▶ [Exercise task]: Make an exact copy of each entry, leaving out every picture.

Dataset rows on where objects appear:
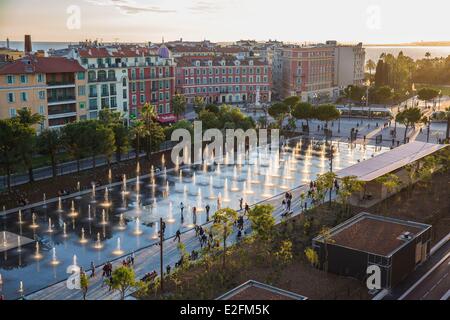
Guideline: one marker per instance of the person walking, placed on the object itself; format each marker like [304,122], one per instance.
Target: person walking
[177,236]
[207,208]
[92,269]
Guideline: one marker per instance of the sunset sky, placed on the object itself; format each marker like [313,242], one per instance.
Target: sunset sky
[369,21]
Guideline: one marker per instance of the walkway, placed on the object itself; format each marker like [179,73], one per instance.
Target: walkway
[148,259]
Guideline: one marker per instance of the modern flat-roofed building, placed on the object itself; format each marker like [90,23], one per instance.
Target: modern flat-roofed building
[54,87]
[254,290]
[317,73]
[396,246]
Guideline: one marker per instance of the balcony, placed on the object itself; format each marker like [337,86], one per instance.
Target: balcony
[61,100]
[61,84]
[61,110]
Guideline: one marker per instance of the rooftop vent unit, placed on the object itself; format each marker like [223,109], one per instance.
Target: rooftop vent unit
[406,236]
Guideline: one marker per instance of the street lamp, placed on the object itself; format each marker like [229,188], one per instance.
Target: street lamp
[367,96]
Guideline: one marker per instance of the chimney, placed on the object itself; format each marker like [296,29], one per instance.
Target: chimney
[28,46]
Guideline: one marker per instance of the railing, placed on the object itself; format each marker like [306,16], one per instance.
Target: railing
[60,99]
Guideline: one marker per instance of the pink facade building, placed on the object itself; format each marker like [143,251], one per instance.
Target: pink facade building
[224,79]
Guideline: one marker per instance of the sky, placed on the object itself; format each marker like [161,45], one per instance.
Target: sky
[368,21]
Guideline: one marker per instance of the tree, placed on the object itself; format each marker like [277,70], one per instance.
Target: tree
[427,94]
[74,140]
[123,279]
[325,233]
[199,104]
[9,140]
[122,140]
[292,101]
[262,221]
[348,186]
[101,141]
[390,181]
[326,182]
[223,225]
[284,255]
[447,117]
[279,111]
[48,143]
[303,111]
[370,65]
[409,118]
[84,284]
[26,117]
[27,144]
[155,137]
[149,116]
[327,113]
[179,105]
[312,256]
[139,131]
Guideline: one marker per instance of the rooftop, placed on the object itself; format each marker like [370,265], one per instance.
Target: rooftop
[216,61]
[34,64]
[390,161]
[253,290]
[374,234]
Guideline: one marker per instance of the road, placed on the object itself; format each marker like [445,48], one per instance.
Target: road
[430,281]
[435,286]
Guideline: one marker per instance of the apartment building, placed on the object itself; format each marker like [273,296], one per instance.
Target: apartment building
[317,73]
[224,79]
[54,87]
[349,65]
[124,78]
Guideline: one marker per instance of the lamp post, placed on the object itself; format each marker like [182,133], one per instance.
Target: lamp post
[161,239]
[367,97]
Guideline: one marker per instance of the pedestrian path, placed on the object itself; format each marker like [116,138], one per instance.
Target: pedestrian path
[148,259]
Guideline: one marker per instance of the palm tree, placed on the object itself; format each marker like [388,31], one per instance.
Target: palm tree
[48,143]
[148,115]
[447,116]
[370,65]
[179,105]
[139,131]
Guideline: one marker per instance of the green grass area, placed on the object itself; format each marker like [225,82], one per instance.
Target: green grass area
[444,89]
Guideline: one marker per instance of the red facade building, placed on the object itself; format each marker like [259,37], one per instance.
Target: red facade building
[224,79]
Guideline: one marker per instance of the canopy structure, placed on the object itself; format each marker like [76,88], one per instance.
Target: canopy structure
[390,161]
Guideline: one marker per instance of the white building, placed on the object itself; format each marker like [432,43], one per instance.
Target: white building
[349,65]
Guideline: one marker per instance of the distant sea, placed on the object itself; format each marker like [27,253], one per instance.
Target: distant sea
[415,52]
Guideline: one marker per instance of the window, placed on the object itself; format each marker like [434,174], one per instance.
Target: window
[24,96]
[82,91]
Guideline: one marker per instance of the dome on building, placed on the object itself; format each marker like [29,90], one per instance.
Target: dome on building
[163,52]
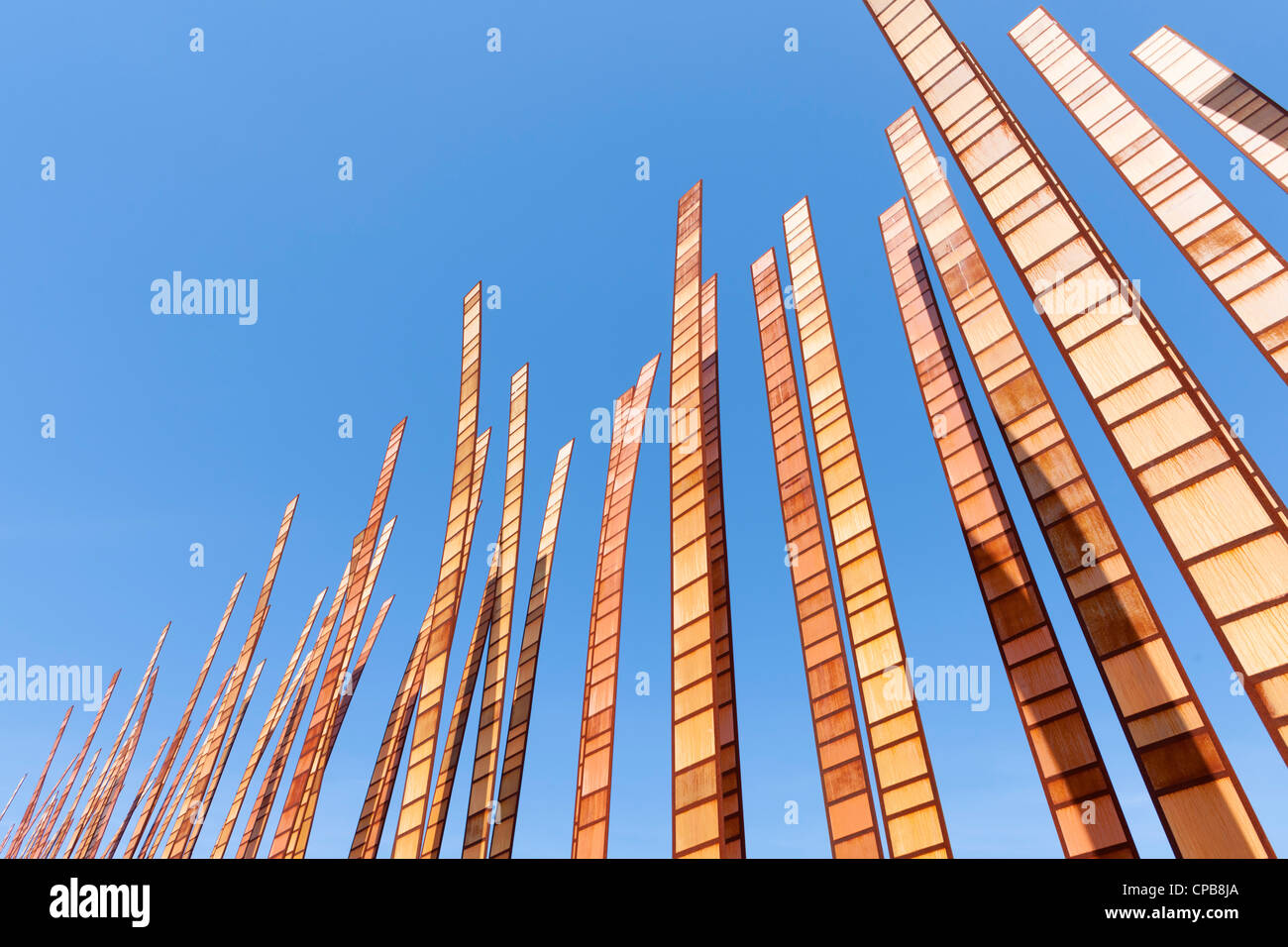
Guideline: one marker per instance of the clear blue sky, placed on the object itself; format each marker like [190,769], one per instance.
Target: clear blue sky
[518,169]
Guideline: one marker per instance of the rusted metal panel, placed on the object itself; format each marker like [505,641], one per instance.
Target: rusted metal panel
[156,835]
[372,819]
[460,712]
[301,797]
[1215,509]
[1070,770]
[356,674]
[733,843]
[851,821]
[697,744]
[526,672]
[1249,120]
[1180,758]
[439,624]
[138,795]
[1232,257]
[258,817]
[55,843]
[481,813]
[266,732]
[204,768]
[76,764]
[181,729]
[89,818]
[909,797]
[223,759]
[123,768]
[599,698]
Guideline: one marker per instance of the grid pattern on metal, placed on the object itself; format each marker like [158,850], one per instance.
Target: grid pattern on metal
[851,821]
[526,672]
[1232,257]
[599,697]
[1249,120]
[487,749]
[1179,754]
[909,797]
[1072,772]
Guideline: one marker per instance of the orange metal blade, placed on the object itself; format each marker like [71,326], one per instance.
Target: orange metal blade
[599,702]
[909,796]
[439,622]
[205,766]
[1198,797]
[1249,120]
[526,673]
[372,819]
[1232,257]
[487,749]
[1073,775]
[846,797]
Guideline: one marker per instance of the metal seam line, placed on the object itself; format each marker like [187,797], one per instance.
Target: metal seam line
[851,821]
[1085,808]
[1247,118]
[1231,256]
[912,812]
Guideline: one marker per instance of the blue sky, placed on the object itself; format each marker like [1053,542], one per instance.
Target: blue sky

▶ [Result of the exercise]:
Guideline: one marker per instance of the person walking, placed on the object itself; format each marker like [304,122], one per instance.
Target: person walking
[177,236]
[207,208]
[92,269]
Guideline: one marker per instance of the sunset sky, placed on the object itself; format each marker like [313,242], one per instance.
Target: sunset sky
[369,21]
Guideline: one marker per instance of the walkway, placed on the object itself; format each marker like [179,73], one per instance.
Target: walkway
[148,259]
Guideline: one marker per instance of the modern flat-roofed building, placed on the object itself; format each marker like [90,23], one per instance.
Target: modern flat-roofed building
[54,87]
[254,290]
[317,73]
[396,246]
Guideline: one marker per instance of the balcony, placed on the object itself; format each marker like [337,86], one per instance.
Target: balcony
[61,100]
[61,84]
[61,110]
Guideline: one marker per instance of the rooftop vent unit, placed on the object itself; format each marker like [223,109], one per instance.
Target: rooftop vent unit
[406,236]
Guideline: one marker per instance of the street lamp, placed on the object itself; format each marker like [229,188], one per instance.
Target: street lamp
[367,96]
Guideline: one marker per instance of the chimney, placed on the object itself; format each marker like [296,29], one per instance.
Target: chimney
[28,46]
Guideline: one marker per instance of the railing, placed on the object itself; format each marker like [306,16], one per instance.
Target: railing
[60,99]
Guideline: one marker per instance of the pink facade building, placed on the object itself; format each marker like [143,251], one per instance.
Target: pink facade building
[224,79]
Guideline: one marker per instance of the sky, placed on the object itself; format each marker like [161,45], one per instance.
Target: sky
[368,21]
Guideline: one marker per instance of the tree, placed on the object itself; format each marker like [277,70], one per instance.
Target: tree
[427,94]
[74,140]
[123,279]
[325,233]
[199,104]
[9,140]
[122,140]
[292,101]
[262,221]
[348,186]
[101,141]
[390,181]
[326,182]
[223,225]
[284,255]
[447,117]
[279,111]
[48,143]
[303,111]
[370,65]
[409,118]
[84,284]
[26,117]
[27,144]
[155,137]
[149,116]
[327,113]
[179,105]
[312,256]
[139,131]
Guideline: one marker per instance of the rooftop, placed on the object itself; format each marker like [370,265], one per instance.
Target: rooftop
[216,61]
[34,64]
[390,161]
[253,290]
[374,234]
Guideline: one marker per instance of the road, placed on the object itself; format each marker like [445,48], one per instance.
Target: road
[430,281]
[435,286]
Guideline: one marker per instance of the apartment building, placed on the object itself; format each marker like [273,296], one per instance.
Target: apartment building
[317,73]
[224,79]
[54,87]
[349,65]
[124,78]
Guideline: one marker per instance of the lamp post, placed on the object itself; format each marker like [182,133], one per instance.
Target: lamp post
[161,239]
[367,97]
Guideline: one marker per instance of the pedestrian path, placed on the object itself; format each marker like [116,138], one per instance.
Target: pedestrian path
[148,259]
Guideline: one marker per instance of the palm tree, placed on the object itself; format each marker like [388,31], one per instance.
Target: palm tree
[48,143]
[148,115]
[447,116]
[370,65]
[179,105]
[139,131]
Guideline: one marker per instance of the green grass area, placed on the object itself; format each marker like [225,82], one per instance.
Target: green grass area
[444,89]
Guideline: one marker per instance of the red facade building, placed on the object itself; format each marker like [259,37], one per instance.
Target: red facade building
[224,79]
Guideline: one marker per instance of the canopy structure, placed on the object itself; format each marker like [76,88], one per instance.
Target: canopy structure
[390,161]
Guideline: one marker per instance of the white building, placed on the object itself; format each marker like [432,43], one per instance.
Target: white building
[349,65]
Guideline: one marker per instance of the distant sea, placed on the object itself; format each marker like [27,253], one per instance.
Target: distant sea
[415,52]
Guideline: one marker per instance of the window, placed on the object itself; format each marker like [434,174], one per instance.
Target: window
[24,96]
[82,91]
Guideline: one marker per instance of the dome on building, placed on the object itself; format each marker like [29,90], one per instance.
Target: dome on building
[163,52]
Guideline: one marker per instance of the clear blue sky, placed on the object itself; format each marker like [190,769], one per instance.
Target: clear blue sky
[518,169]
Guideline: one marker per instance of the rusted metal panel, placed on the object itself; format each marker like [505,641], one per instance.
Target: rusted metal panel
[156,835]
[372,819]
[460,712]
[301,797]
[1215,509]
[1070,770]
[356,674]
[733,843]
[851,821]
[697,744]
[526,672]
[1249,120]
[1180,758]
[439,624]
[138,795]
[1232,257]
[258,817]
[55,843]
[481,813]
[266,732]
[204,768]
[76,764]
[181,729]
[89,818]
[909,797]
[223,759]
[123,768]
[599,698]
Guideline: one marker per instance of the grid pattern on metal, placed on the object itself; format each marker like [158,850], one per instance.
Target: grid pattern on metal
[851,821]
[526,672]
[1232,257]
[599,697]
[1249,120]
[487,749]
[1179,754]
[909,797]
[1072,772]
Guideline: one marker per instance of the orange metal blade, placed on the object itself; format each marker like [71,326], one per instance.
Target: orange metal blade
[599,702]
[909,796]
[439,622]
[205,766]
[1198,797]
[1249,120]
[526,673]
[372,819]
[1232,257]
[487,749]
[1073,775]
[846,797]
Guideline: one marker per instance of the metal seam line, placed on the object itself; format each marker like [187,797], one per instance.
Target: metal seam line
[851,821]
[1085,808]
[1247,118]
[1231,256]
[912,812]
Guideline: one marker per instance of the blue sky, placed on the object itself; format each marker like [1053,542], one per instance.
Target: blue sky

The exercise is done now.